Oui mais pourquoi, alors que le chômage est historiquement bas et que les recrutements sont si difficiles, faut-il continuer à subventionner les cours de piano et le repassage des chemises des familles aisées ? Il est beaucoup question depuis quelques années d’une grande démission ou de jeunes qui ne souhaitent plus travailler (air connu, que les génération entonnent à tour de rôle). Pourtant nous n’avons jamais été si nombreux et nombreuses en emploi selon l’Insee, des étudiant·es (qui ont mieux à faire) aux seniors, ce qui n’empêche ni des pans entiers de la société de connaître le chômage (régions sinistrées, classes d’âge écartées du marché) ni les personnes en emploi d’être de moins en moins bien payées, qu’il s’agisse de fonctionnaires dont les rémunérations ont été gelées ou de la majorité des gens dont le salaire ces dernières années a progressé moins vite qu’une inflation élevée.

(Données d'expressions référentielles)
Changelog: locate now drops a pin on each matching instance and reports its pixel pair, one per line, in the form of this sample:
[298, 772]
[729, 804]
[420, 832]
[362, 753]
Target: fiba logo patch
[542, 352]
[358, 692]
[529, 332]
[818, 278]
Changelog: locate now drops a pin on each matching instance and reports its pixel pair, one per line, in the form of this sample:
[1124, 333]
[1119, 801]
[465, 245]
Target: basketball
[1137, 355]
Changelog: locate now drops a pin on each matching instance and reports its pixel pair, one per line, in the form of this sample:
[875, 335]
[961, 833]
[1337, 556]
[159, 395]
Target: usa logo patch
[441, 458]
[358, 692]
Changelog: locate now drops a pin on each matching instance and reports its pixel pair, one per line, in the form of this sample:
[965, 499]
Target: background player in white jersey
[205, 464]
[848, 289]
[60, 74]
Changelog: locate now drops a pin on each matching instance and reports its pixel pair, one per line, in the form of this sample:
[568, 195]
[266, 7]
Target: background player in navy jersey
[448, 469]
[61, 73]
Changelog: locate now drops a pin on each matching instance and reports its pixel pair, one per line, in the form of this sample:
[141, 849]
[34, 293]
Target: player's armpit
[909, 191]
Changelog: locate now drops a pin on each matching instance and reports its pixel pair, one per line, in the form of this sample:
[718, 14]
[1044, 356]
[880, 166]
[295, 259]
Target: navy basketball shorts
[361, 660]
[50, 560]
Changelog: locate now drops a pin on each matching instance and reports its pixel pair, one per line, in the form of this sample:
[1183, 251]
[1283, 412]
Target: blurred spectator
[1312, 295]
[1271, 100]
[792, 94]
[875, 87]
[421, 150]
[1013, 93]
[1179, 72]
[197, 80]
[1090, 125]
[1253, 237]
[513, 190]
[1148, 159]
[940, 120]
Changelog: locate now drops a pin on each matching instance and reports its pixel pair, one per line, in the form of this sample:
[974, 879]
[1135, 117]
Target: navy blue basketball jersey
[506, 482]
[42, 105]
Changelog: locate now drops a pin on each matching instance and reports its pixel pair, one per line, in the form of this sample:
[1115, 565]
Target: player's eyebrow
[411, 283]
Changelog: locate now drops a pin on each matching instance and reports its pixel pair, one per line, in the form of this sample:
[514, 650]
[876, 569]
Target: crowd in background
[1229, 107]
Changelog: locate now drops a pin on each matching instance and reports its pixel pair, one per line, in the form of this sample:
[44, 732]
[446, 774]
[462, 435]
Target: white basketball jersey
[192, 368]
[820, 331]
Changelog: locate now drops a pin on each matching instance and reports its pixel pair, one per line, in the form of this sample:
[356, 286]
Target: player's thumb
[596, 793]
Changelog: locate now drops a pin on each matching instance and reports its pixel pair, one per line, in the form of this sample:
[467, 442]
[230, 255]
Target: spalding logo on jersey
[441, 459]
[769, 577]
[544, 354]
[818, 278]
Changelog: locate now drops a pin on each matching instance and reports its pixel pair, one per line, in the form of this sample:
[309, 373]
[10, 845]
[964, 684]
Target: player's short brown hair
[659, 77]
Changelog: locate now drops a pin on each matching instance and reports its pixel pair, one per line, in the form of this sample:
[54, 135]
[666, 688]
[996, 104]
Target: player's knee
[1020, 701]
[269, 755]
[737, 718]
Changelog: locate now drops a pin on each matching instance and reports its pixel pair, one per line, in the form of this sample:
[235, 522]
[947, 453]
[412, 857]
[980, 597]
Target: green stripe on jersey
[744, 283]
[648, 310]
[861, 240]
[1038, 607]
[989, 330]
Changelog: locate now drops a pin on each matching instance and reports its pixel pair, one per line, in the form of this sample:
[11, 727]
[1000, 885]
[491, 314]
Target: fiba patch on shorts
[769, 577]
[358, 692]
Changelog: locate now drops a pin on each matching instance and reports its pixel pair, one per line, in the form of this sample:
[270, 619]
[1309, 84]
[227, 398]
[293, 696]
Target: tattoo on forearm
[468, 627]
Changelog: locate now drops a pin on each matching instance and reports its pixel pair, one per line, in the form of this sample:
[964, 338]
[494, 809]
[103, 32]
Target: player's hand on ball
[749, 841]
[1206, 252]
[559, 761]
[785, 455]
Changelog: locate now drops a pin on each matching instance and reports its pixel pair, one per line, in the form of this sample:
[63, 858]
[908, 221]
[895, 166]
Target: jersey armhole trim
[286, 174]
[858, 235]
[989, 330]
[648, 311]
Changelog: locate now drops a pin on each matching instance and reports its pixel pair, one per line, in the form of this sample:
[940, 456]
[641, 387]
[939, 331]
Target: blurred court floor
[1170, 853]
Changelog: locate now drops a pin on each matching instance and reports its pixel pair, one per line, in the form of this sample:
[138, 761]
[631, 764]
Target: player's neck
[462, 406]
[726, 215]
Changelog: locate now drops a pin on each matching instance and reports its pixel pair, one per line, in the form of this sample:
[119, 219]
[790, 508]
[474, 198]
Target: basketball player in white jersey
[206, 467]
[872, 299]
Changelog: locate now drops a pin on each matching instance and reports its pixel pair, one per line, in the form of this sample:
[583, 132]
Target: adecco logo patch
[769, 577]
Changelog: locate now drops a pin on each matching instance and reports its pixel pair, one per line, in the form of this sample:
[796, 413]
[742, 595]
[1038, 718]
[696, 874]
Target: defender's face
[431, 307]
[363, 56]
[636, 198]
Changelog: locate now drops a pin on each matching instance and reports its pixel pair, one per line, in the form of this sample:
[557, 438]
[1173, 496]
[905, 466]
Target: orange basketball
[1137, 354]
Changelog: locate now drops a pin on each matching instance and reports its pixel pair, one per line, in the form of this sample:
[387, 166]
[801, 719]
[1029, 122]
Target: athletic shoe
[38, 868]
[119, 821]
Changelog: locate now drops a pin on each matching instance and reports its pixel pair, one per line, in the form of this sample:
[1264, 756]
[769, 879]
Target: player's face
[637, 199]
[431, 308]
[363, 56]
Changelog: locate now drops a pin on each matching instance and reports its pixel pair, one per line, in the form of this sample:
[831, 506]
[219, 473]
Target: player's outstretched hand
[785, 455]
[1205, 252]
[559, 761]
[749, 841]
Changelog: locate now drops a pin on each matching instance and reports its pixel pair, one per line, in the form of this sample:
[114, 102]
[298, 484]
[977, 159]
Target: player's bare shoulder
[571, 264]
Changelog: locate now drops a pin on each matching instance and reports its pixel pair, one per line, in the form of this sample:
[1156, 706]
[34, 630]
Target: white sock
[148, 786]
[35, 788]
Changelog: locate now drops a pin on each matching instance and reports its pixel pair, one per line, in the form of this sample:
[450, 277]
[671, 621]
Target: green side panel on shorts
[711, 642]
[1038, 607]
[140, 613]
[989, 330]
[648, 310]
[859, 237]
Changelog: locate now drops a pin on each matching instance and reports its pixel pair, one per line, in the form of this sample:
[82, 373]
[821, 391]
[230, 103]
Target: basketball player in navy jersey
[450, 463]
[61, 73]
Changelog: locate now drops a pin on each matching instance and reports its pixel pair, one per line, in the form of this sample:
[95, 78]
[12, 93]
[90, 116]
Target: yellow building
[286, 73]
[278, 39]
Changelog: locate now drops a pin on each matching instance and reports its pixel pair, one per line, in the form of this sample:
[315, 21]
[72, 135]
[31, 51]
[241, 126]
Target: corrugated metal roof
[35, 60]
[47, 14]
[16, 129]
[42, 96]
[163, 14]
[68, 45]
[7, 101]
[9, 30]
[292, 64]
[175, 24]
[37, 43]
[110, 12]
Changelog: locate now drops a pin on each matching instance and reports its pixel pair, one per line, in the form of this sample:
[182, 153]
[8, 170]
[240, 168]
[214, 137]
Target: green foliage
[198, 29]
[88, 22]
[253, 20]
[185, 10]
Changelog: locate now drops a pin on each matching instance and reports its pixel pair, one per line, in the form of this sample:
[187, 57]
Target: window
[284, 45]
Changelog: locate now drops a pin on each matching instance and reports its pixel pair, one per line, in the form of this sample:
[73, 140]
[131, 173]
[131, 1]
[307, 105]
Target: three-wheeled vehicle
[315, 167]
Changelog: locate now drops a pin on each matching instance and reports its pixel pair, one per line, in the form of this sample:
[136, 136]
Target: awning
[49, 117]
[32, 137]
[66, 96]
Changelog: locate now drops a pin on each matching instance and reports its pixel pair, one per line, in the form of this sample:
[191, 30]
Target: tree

> **CONSIGNE 1**: Dans le texte sur l'emploi et les salaires, quelles sont les deux catégories de personnes en emploi citées comme de moins en moins bien payées ?
> **CONSIGNE 2**: Poursuivez le texte sur l'emploi et les salaires à partir de sa dernière phrase.

> **RÉPONSE 1**: Les fonctionnaires, dont les rémunérations ont été gelées, et la majorité des gens, dont le salaire a progressé moins vite qu'une inflation élevée.

> **RÉPONSE 2**:
Tout cela tient bien ensemble : les rémunérations bien faibles sont démotivantes pour une partie d’entre nous mais les politiques publiques de l’emploi veillent bien à faire trimer tout le monde pour réduire notre capacité de négociation. Bien content·es si nous avons un boulot ! La dernière réforme des allocations chômage s’est attaquée aux travailleurs et travailleuses intermittentes (quitte à saborder les secteurs économiques dont l’activité est de fait intermittente), celle du RSA plus récemment extorque du travail gratuit à des personnes sans revenu (1). Ce service du travail obligatoire, dont le but affiché est de répondre aux besoins de l’économie française, est complété de l’autre côté par une multitude de dispositifs incitatifs à la création d’emplois. Les cadeaux aux entreprises se sont allègrement multipliés dans un contexte austéritaire : les emplois les plus mal rémunérés font l’objet des plus grosses aides (c’est une incitation à payer des salaires que l’on sait être insuffisants pour vivre dans de nombreuses régions) et pré-Covid on comptait 157 milliards par an d’aides qui sont de simples perfusions, loin des objectifs stratégiques (innovation, aménagement du territoire, relocalisation d’activités essentielles) parfois mis en avant. Voir à ce sujet la désastreuse aventure du CICE, pompe à fric pour les entreprises qui daignent remplir les papiers. Ce qu’il faut retenir des politiques d’Emmanuel Macron depuis six ans, c’est la baisse des rémunérations du travail, les rémunérations directes par cette influence sur le marché ou les rémunérations indirectes à travers la réforme des retraites.

En résumé, pendant qu’on nous met au service du travail obligatoire, des emplois sont créés avec force argent public et sans considération pour leur utilité sociale ou leur impact écologique. Les subventions sont censées créer des emplois indispensables… mais pour qui car ils ne sont pourvus qu’en exerçant une coercition. D’où cette impression de ne servir qu’à nourrir la bête.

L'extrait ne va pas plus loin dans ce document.